◆ REQUIREMENT 1
Select each line of the rows below that contains the string "ridge", and copy it out. Case counts.

◆ EXCERPT PROVIDED
╔══
So what does that mean for producers? Will they open up the taps to get oil and gas markets back to balance? Not quite. 

The CFO for top independent North Sea producer Harbour Energy (HBR), Alexander Krane, put it plainly during last week’s results call: the added cash flow driven by higher oil and gas prices would go to debt reduction and shareholder returns, not an immediate increase in expansion or exploration spending. “... [If] this higher commodity environment remains with us, then yes we will not have much debt by the end of the year and potentially debt-free next year [then] we'll reassess and see if it makes sense to either increase dividend levels or institute buybacks,” he said. “But we think the responsible thing is to have a few months and see how 2022 develops. It's just insane volatility we're seeing.” 

Harbour is already increasing production through existing expansion plans, to be clear, and the start-up of the Tolmount field will add 6 per cent to the UK’s domestic gas production. At the same time, the the company's 2021 books showed write-downs for several greenfield exploration assets that it decided were not worth pursuing, including Falkland Islands and Brazil projects. "We believe there are lower risk and lower emissions intensive options to replace our reserves and grow than via frontier exploration or multi-billion dollar greenfield development," the company said.
╚══
◆ TASK MATERIAL
╔══
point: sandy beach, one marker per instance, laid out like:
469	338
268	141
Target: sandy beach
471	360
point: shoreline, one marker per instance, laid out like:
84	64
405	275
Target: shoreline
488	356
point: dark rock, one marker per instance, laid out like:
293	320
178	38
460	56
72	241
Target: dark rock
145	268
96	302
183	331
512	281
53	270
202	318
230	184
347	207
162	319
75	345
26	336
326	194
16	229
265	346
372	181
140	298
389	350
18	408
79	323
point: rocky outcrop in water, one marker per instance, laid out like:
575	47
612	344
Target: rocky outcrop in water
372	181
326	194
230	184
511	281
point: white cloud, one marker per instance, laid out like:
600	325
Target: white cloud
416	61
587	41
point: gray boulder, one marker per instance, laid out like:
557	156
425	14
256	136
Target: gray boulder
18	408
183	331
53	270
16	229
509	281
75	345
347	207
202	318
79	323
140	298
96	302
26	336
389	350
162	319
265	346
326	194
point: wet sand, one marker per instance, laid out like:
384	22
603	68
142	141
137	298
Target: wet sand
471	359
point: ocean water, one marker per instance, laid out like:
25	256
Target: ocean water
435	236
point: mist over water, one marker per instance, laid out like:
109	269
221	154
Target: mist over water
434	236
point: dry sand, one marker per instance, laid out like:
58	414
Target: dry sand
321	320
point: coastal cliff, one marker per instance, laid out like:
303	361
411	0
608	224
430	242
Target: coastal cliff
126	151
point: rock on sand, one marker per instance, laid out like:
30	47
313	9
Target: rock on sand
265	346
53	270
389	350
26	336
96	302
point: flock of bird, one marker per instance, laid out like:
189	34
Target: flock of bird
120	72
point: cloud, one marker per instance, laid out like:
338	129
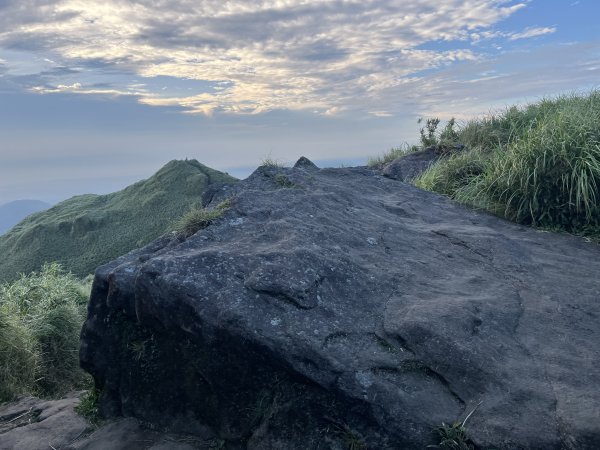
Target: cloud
316	55
531	32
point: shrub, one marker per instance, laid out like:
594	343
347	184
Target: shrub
41	315
19	358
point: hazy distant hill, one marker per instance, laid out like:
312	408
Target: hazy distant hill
12	213
88	230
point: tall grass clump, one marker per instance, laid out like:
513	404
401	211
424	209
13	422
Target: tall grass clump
538	165
41	315
197	219
392	154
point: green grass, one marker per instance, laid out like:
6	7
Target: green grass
89	230
88	406
538	165
40	320
197	219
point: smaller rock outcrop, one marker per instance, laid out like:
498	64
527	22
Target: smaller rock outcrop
34	424
409	166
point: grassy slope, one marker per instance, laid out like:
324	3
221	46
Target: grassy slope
538	165
88	230
13	212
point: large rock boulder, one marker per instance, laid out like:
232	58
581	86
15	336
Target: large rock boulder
337	308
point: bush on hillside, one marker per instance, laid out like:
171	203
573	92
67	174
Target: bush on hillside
539	165
41	315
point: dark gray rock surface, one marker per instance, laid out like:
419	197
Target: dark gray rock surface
337	306
34	424
409	166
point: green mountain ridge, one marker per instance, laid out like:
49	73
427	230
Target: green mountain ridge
86	231
13	212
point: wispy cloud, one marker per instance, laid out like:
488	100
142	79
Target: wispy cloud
316	55
531	32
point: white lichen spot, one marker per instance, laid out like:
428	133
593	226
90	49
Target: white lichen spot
364	379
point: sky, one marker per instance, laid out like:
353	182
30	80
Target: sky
97	94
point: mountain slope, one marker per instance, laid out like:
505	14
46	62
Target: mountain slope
88	230
13	212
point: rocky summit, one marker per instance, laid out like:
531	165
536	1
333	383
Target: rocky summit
341	309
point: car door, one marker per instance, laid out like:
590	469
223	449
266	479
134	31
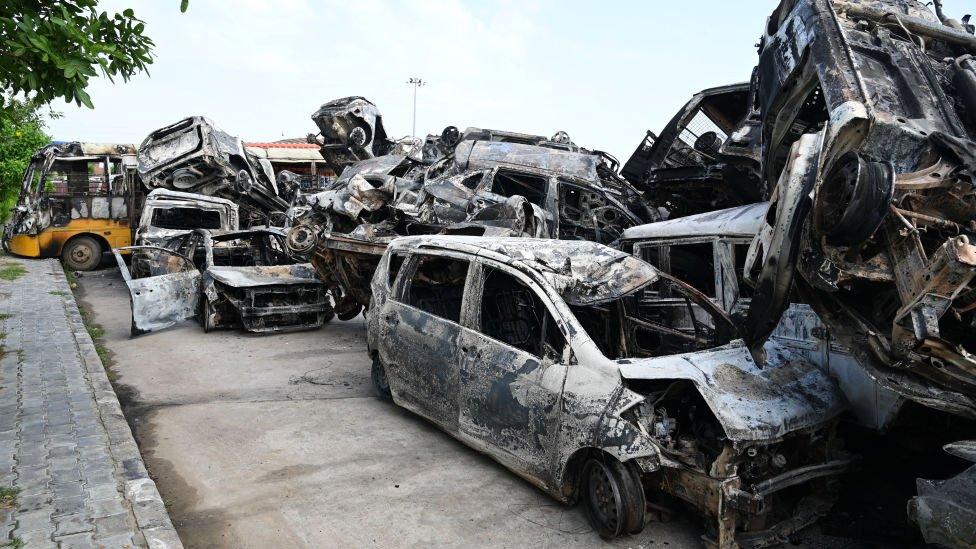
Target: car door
421	327
164	286
512	371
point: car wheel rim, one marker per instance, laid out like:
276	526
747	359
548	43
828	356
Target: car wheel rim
81	254
604	495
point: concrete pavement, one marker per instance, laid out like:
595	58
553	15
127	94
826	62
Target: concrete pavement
71	472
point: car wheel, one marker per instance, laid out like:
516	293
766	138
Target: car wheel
81	254
380	383
613	498
206	315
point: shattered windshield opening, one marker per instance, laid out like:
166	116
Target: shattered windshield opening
663	317
250	251
185	219
532	187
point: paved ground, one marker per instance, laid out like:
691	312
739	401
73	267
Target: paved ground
65	449
278	441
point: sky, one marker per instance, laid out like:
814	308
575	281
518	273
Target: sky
605	72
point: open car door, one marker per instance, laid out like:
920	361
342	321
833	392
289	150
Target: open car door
164	287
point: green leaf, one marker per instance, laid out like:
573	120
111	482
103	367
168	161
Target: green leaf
82	95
╚══
◆ REQUIREMENT 2
Answer from the passage on Harbour Energy:
(a) Who is Harbour Energy's CFO?
(b) How much will the start-up of the Tolmount field add to the UK's domestic gas production?
(c) Which projects does the passage name among the written-down greenfield exploration assets?

◆ CORRECT OUTPUT 1
point: green mountain ridge, one marker per instance, laid out like:
Target: green mountain ridge

◆ CORRECT OUTPUT 2
(a) Alexander Krane
(b) 6 percent
(c) The Falkland Islands and Brazil projects